Khutbah Idul Fitri: Menghidupkan Jiwa Welas Asih
Oleh: Prof Dr H Haedar Nashir MSi
Alhamdulillah segala puji bagi Allah, Tuhan Rabbul Izzati. Allah yang melimpahkan nikmat dan karunia-Nya bagi segenap kaum muslimin hingga dapat menunaikan puasa dan ibadah Ramadhan serta menjalankan Sunnah Idul Fitri. Shalawat dan salam terlimpahkan bagi Nabi Muhammad, Rasul pembawa Risalah Islam sebagai misi pencerahan bagi umat manusia di seluruh persada bumi.
Pagi hari ini kaum muslimin di segenap penjuru bumi hingga di negeri ini menunaikan Idul Fitri. Semua mengumandangkan takbir, tahlil, tasbih, tahmid, dan dzikir kepada Allah yang menggema ke seluruh penjuru negeri dan terhunjam dalam hati. Dengan berdzikir dilanjutkan shalat Idul Fitri yang khusyuk hingga ke relung hati itu dapat menjadi energi ruhani yang menghidupkan jiwa yang fithri untuk menjadi insan muttaqin nan sejati. Semoga kita yang menjalankan seluruh prosesi ibadah yang dituntunkan Nabi itu mendapat anugerah pencerahan diri sekaligus pahala di hadapan Ilahi Rabbi.
Jamaah Kaum Muslimin Rahimakumullah
Baru saja kita segenap kaum muslimin selesai menunaikan shaum atau puasa Ramadhan disertai rangkaian ibadah lainnya selama satu bulan. Dalam Islam, puasa Ramadhan dan ibadah-ibadah lainnya, tidak berhenti pada ritual semata. Ibadah hakikatnya ialah “taqarrub ila Allah” atau mendekatkan diri kepada Allah dengan menjalankan segala perintah, menjauhi larangan, dan melaksanakan apa yang diizinkan-Nya sebagaimana disunnahkan oleh Rasulullah. Dari makna ibadah tersebut terbentuk kesalehan seorang muslim yang memiliki hubungan baik dengan Allah (habluminallah) sekaligus hubungan dengan sesama (habluminannas) dan lingkungannya, sehingga terpancar rahmat bagi semesta alam.
Ibadah puasa bertujuan agar menjadikan orang beriman yang menjalankannya menjadi insan bertaqwa sebagaimana firman Allah:
يٰٓاَيُّهَا الَّذِيْنَ اٰمَنُوْا كُتِبَ عَلَيْكُمُ الصِّيَامُ كَمَا كُتِبَ عَلَى الَّذِيْنَ مِنْ قَبْلِكُمْ لَعَلَّكُمْ تَتَّقُوْنَۙ
Artinya: “Wahai orang-orang yang beriman, diwajibkan atas kalian berpuasa sebagaimana diwajibkan atas orang-orang sebelum kalian, agar kalian bertakwa.” (QS Al-Baqarah : 183)

Tugas Anda: Apa hakikat ibadah menurut khutbah Idul Fitri di atas?

Cuplikan Data:
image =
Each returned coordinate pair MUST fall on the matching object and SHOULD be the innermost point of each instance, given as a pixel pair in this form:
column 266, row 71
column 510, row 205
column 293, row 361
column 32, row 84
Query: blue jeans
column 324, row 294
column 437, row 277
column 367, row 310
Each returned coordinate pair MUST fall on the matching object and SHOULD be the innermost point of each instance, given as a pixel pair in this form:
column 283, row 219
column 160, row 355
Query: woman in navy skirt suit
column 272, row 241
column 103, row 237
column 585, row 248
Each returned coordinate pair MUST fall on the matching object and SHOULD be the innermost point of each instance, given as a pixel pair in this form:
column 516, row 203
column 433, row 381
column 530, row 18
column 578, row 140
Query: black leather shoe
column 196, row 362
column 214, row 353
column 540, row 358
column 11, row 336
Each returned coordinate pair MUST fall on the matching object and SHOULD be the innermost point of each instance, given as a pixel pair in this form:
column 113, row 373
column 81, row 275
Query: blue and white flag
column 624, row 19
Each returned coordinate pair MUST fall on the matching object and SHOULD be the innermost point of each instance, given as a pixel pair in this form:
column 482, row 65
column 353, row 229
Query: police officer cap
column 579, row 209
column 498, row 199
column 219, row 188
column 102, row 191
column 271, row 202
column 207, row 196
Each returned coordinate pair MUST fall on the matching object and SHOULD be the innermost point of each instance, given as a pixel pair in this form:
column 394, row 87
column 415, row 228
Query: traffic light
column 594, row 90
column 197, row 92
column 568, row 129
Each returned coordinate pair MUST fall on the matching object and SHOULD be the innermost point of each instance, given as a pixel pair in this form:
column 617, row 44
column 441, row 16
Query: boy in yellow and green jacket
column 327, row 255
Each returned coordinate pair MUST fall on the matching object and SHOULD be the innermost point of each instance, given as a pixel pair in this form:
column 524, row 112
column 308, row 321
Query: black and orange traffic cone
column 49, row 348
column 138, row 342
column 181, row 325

Kolom Jawaban: Hakikat ibadah ialah "taqarrub ila Allah" atau mendekatkan diri kepada Allah dengan menjalankan segala perintah, menjauhi larangan, dan melaksanakan apa yang diizinkan-Nya sebagaimana disunnahkan oleh Rasulullah.